▸ **Task to complete**
Count the lines in the listing below that contain the string "cone", treating uppercase and lowercase as different, and reply with only that number.

┌────────

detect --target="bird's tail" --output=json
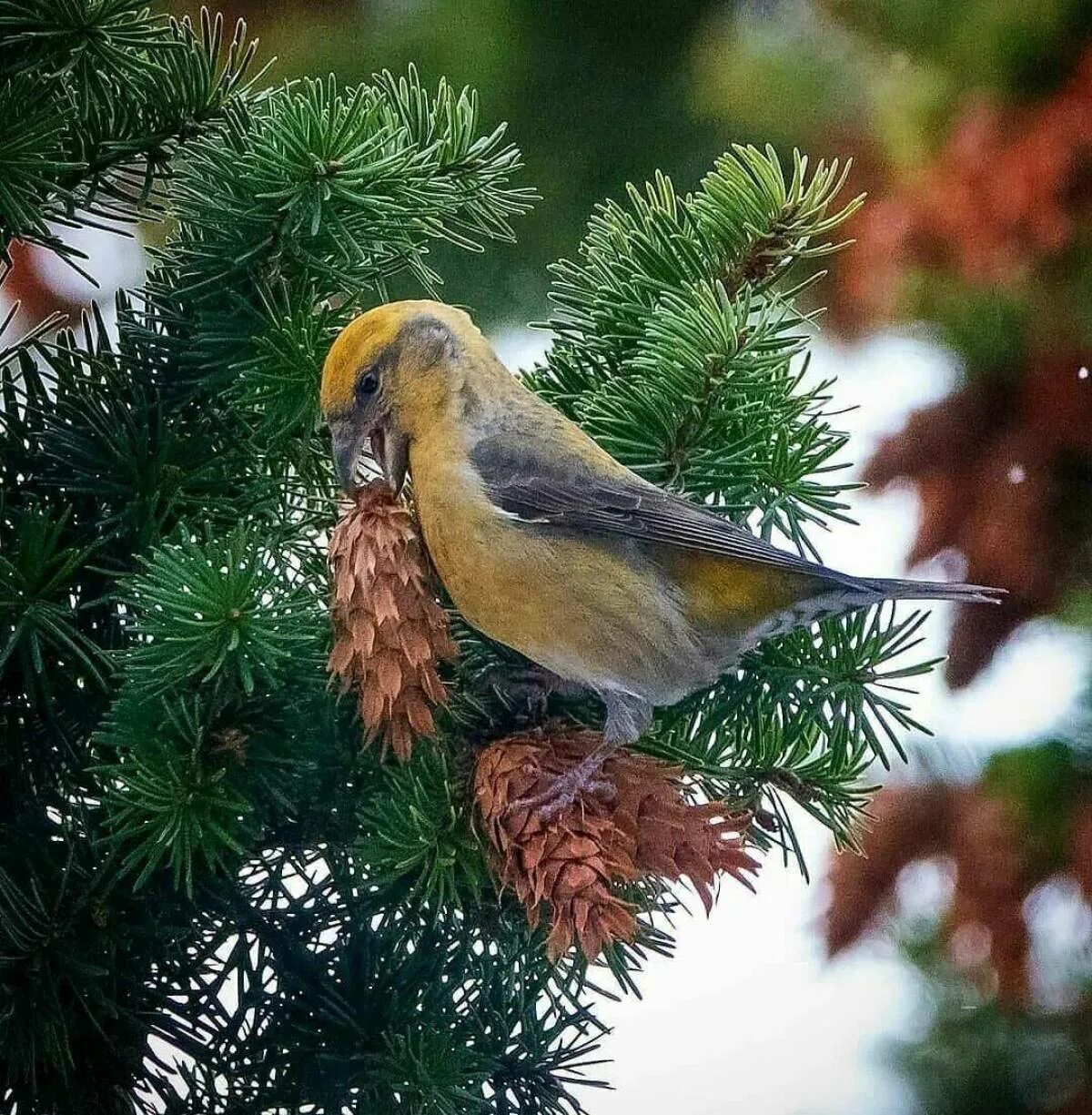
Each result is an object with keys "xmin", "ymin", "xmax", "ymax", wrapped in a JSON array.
[{"xmin": 860, "ymin": 576, "xmax": 1007, "ymax": 604}]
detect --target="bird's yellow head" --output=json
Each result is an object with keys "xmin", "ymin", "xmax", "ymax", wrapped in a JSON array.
[{"xmin": 319, "ymin": 301, "xmax": 485, "ymax": 492}]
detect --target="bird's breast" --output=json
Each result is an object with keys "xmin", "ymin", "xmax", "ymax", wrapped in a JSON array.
[{"xmin": 410, "ymin": 441, "xmax": 696, "ymax": 695}]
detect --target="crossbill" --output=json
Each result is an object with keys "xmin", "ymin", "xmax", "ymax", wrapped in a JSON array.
[{"xmin": 321, "ymin": 301, "xmax": 999, "ymax": 805}]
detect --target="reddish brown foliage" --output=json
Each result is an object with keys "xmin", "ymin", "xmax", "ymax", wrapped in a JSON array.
[
  {"xmin": 825, "ymin": 784, "xmax": 1092, "ymax": 1005},
  {"xmin": 864, "ymin": 352, "xmax": 1092, "ymax": 685}
]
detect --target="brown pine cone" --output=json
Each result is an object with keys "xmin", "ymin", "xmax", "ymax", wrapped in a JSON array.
[
  {"xmin": 327, "ymin": 481, "xmax": 457, "ymax": 760},
  {"xmin": 475, "ymin": 727, "xmax": 758, "ymax": 960}
]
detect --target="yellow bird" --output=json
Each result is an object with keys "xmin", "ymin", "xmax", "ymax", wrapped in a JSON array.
[{"xmin": 321, "ymin": 301, "xmax": 1001, "ymax": 808}]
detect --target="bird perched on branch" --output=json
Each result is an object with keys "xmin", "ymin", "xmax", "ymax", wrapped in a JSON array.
[{"xmin": 321, "ymin": 301, "xmax": 1001, "ymax": 809}]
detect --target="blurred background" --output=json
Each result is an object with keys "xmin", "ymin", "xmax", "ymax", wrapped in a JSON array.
[{"xmin": 13, "ymin": 0, "xmax": 1092, "ymax": 1115}]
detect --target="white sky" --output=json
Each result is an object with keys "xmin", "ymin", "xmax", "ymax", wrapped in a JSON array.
[
  {"xmin": 498, "ymin": 325, "xmax": 1088, "ymax": 1115},
  {"xmin": 13, "ymin": 224, "xmax": 1090, "ymax": 1115}
]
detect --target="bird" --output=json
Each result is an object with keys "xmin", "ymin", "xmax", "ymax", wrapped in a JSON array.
[{"xmin": 319, "ymin": 300, "xmax": 1003, "ymax": 813}]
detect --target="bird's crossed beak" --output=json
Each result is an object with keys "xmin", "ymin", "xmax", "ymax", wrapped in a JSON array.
[{"xmin": 331, "ymin": 418, "xmax": 409, "ymax": 495}]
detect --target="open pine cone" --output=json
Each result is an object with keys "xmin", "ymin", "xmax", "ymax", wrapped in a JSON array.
[
  {"xmin": 327, "ymin": 481, "xmax": 456, "ymax": 760},
  {"xmin": 475, "ymin": 725, "xmax": 758, "ymax": 960}
]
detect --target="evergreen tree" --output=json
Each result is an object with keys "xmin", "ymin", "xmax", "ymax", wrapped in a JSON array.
[{"xmin": 0, "ymin": 0, "xmax": 945, "ymax": 1113}]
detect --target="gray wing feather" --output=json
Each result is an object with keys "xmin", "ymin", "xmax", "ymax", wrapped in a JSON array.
[{"xmin": 470, "ymin": 436, "xmax": 855, "ymax": 585}]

└────────

▸ **Output of the task**
2